* WHAT IS REQUIRED: The whole listing needs to be written out exactly, except for any images.

=== Section Start ===

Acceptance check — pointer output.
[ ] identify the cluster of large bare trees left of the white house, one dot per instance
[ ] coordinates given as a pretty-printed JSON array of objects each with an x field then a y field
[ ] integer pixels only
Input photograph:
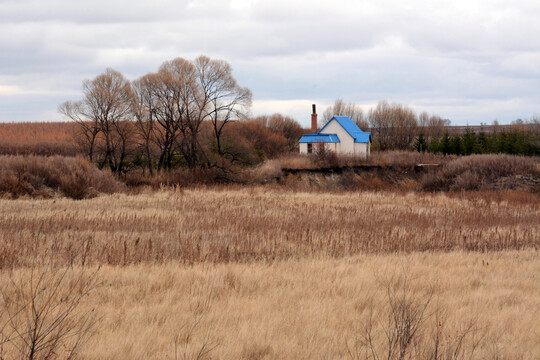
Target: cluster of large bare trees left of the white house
[{"x": 157, "y": 120}]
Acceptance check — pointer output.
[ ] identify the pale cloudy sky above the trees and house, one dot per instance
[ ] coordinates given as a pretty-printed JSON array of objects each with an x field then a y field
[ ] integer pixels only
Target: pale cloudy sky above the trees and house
[{"x": 470, "y": 61}]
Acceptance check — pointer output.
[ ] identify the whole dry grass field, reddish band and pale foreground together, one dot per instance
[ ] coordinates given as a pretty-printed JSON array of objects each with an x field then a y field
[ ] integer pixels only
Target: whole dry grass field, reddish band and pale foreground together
[{"x": 262, "y": 273}]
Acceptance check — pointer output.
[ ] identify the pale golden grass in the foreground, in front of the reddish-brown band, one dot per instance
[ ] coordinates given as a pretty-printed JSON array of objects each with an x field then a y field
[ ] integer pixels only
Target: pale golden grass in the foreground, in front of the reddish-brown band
[{"x": 312, "y": 308}]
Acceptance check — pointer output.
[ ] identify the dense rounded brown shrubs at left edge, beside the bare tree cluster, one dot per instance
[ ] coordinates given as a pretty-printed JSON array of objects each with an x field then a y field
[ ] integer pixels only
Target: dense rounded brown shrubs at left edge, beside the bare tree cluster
[{"x": 46, "y": 176}]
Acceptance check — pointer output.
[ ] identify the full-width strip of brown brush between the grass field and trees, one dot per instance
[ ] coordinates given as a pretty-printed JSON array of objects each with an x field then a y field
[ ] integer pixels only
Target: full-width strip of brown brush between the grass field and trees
[{"x": 77, "y": 178}]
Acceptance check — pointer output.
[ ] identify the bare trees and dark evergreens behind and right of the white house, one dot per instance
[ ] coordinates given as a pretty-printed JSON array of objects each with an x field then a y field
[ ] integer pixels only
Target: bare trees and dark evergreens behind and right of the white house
[{"x": 397, "y": 127}]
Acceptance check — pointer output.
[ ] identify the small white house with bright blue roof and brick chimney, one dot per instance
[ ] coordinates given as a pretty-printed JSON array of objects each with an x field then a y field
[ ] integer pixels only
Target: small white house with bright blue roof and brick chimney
[{"x": 340, "y": 134}]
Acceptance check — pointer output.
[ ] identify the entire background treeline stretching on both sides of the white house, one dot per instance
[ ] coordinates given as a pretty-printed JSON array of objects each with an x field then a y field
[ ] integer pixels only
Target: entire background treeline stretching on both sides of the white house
[{"x": 158, "y": 122}]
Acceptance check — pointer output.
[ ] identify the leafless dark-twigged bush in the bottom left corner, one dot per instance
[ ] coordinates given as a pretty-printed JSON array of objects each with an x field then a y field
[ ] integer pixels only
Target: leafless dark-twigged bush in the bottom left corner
[{"x": 40, "y": 317}]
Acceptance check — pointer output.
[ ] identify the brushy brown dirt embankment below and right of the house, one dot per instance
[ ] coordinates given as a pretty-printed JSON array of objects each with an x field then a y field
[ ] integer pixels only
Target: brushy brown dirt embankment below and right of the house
[{"x": 480, "y": 172}]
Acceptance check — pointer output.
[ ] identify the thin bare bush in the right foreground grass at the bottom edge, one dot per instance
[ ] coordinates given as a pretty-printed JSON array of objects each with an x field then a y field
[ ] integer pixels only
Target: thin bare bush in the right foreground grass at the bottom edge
[{"x": 413, "y": 329}]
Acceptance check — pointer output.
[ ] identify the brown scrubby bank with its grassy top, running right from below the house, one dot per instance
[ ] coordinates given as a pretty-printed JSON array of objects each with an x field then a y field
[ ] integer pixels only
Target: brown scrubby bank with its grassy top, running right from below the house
[{"x": 403, "y": 171}]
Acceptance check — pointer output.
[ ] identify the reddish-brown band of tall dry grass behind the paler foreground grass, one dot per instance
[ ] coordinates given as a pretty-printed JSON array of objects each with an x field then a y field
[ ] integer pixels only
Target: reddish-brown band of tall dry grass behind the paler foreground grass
[{"x": 239, "y": 224}]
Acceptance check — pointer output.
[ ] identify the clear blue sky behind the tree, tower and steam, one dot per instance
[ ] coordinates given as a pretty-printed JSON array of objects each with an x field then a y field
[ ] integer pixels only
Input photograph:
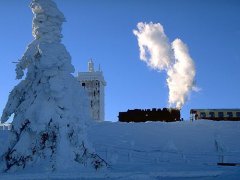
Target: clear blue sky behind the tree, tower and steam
[{"x": 102, "y": 30}]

=== Section End ===

* YOUR SOLUTION:
Acceptance check — pointer output.
[ ] identify the cluster of large bare trees left of the white house, one dot per instance
[ ] coordinates given as a pretty-printed JSON array of objects each with an x field then a y field
[ ] integer pixels only
Input photograph:
Target: cluster of large bare trees left of the white house
[{"x": 157, "y": 120}]
Acceptance check — pointer output.
[ ] identify the pale cloudy sky above the trees and house, one dot per instance
[ ] coordinates given as a pretty-printed JSON array of objects each with an x field then a y field
[ ] integer pixels only
Target: pale cloudy sky above the trees and house
[{"x": 470, "y": 61}]
Acceptance check — pointer output.
[ ] identify the whole dry grass field, reddish band and pale foreground together, one dot per instance
[ ] coordinates given as a pretty-printed JSON array of objects each with an x field then a y field
[ ] integer pixels only
Target: whole dry grass field, reddish band and pale foreground together
[{"x": 262, "y": 273}]
Acceptance check — pointer output.
[ ] identify the pale golden grass in the foreground, in front of the reddish-brown band, one dot per instance
[ ] coordinates given as a pretty-printed JSON array of objects each with an x field then a y field
[ ] integer pixels only
Target: pale golden grass in the foreground, in front of the reddish-brown band
[{"x": 312, "y": 308}]
Acceptance check — pointer output.
[ ] identify the dense rounded brown shrubs at left edge, beside the bare tree cluster, one dot per instance
[ ] coordinates given as a pretty-printed JSON array of objects each with an x field then a y field
[ ] integer pixels only
Target: dense rounded brown shrubs at left edge, beside the bare tree cluster
[{"x": 46, "y": 176}]
Acceptance check — pointer output.
[ ] identify the full-width strip of brown brush between the grass field and trees, one dot per instance
[ ] coordinates given as a pretty-printed JSON array of objects each with an x field then a y field
[ ] integer pixels only
Target: full-width strip of brown brush between the grass field and trees
[{"x": 77, "y": 178}]
Acceptance check — pointer output.
[ ] identify the bare trees and dark evergreens behind and right of the white house, one dot per instance
[ ] coordinates given as a pretty-printed JSON array of objects each with an x field then a y field
[ ] integer pixels only
Target: bare trees and dark evergreens behind and right of the white house
[{"x": 397, "y": 127}]
Acceptance check — pointer output.
[ ] identify the small white house with bright blue roof and brick chimney, one dot per instance
[ ] coordinates given as a pretty-printed JSON array of objects each with an x field then a y field
[ ] integer pixels only
Target: small white house with bright blue roof and brick chimney
[{"x": 340, "y": 134}]
Acceptance check — pointer output.
[ ] identify the entire background treeline stretching on both sides of the white house, one dot per instance
[ ] coordinates given as a pretty-printed JSON array of objects each with an x field then a y field
[ ] integer pixels only
Target: entire background treeline stretching on both sides of the white house
[{"x": 158, "y": 122}]
Acceptance check — pointer output.
[ ] identify the leafless dark-twigged bush in the bottom left corner, one dot per instance
[ ] coordinates given as a pretty-printed JSON array of objects each with an x field then a y field
[ ] integer pixels only
Target: leafless dark-twigged bush in the bottom left corner
[{"x": 40, "y": 317}]
Acceptance check — pointer output.
[ ] identify the brushy brown dirt embankment below and right of the house, one dot per instance
[ ] coordinates given as a pretty-printed JSON array of objects each with an x field then a y field
[ ] integer pixels only
Target: brushy brown dirt embankment below and right of the house
[{"x": 480, "y": 172}]
Acceptance check — pointer output.
[ ] identify the thin bare bush in the right foreground grass at the bottom edge, one dot per instance
[ ] coordinates given as a pretty-printed JSON array of objects each with an x field then a y field
[ ] integer pixels only
Target: thin bare bush in the right foreground grass at the bottom edge
[{"x": 413, "y": 329}]
Acceptance check — pointer output.
[ ] identify the brown scrubby bank with its grassy top, running right from below the house, one dot per instance
[ ] coordinates given as a pretty-printed JSON array of objects each with an x field then a y field
[ ] integer pixels only
Target: brown scrubby bank with its grassy top, running right from below the house
[{"x": 403, "y": 171}]
Acceptance check — pointer output.
[ ] identify the reddish-brown band of tall dry grass behind the paler foreground grass, one dot per instance
[ ] coordinates given as a pretty-printed JSON array of objects each with an x field then a y field
[ ] integer pixels only
Target: reddish-brown band of tall dry grass behind the paler foreground grass
[{"x": 239, "y": 224}]
Acceptance check — pointer output.
[ ] identify the clear blue sky behind the tree, tower and steam, one dot per instance
[ ] coordinates given as a pretty-printed JSON array of objects each with an x field then a y field
[ ] integer pixels only
Input photograph:
Target: clear blue sky behind the tree, tower and steam
[{"x": 102, "y": 30}]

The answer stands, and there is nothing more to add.